**Материал к заданию**
·····
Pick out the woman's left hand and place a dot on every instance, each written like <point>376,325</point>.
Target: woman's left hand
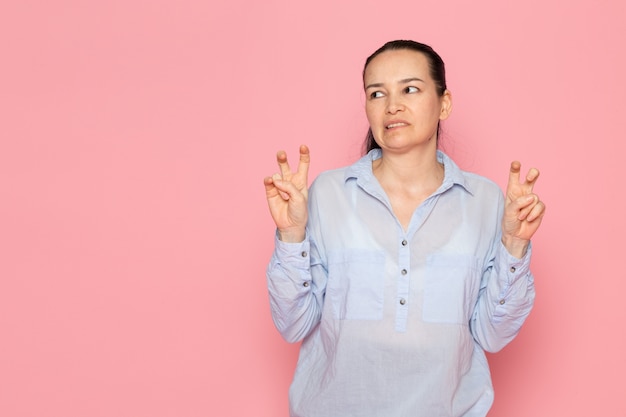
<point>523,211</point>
·····
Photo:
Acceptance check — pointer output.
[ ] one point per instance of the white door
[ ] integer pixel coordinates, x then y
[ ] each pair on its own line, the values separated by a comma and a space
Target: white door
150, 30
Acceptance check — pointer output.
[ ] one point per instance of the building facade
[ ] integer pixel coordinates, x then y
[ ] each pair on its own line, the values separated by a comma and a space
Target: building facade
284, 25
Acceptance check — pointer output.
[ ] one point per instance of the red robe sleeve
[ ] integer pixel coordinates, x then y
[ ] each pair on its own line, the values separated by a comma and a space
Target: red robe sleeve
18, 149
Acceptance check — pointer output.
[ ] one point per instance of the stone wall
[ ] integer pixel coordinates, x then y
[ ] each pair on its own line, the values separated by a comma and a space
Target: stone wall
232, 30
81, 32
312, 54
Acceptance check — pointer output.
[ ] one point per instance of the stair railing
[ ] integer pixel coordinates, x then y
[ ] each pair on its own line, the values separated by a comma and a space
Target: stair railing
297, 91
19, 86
·····
Верните без изменений строки материала, начиная со строки, содержащей «Pick out the», и заканчивая строкой, содержащей «<point>523,211</point>», включая обе эти строки. Изображения в ответ не включайте.

**Решение**
Pick out the woman's left hand and place a dot on every instance, each written like <point>376,325</point>.
Target: woman's left hand
<point>523,211</point>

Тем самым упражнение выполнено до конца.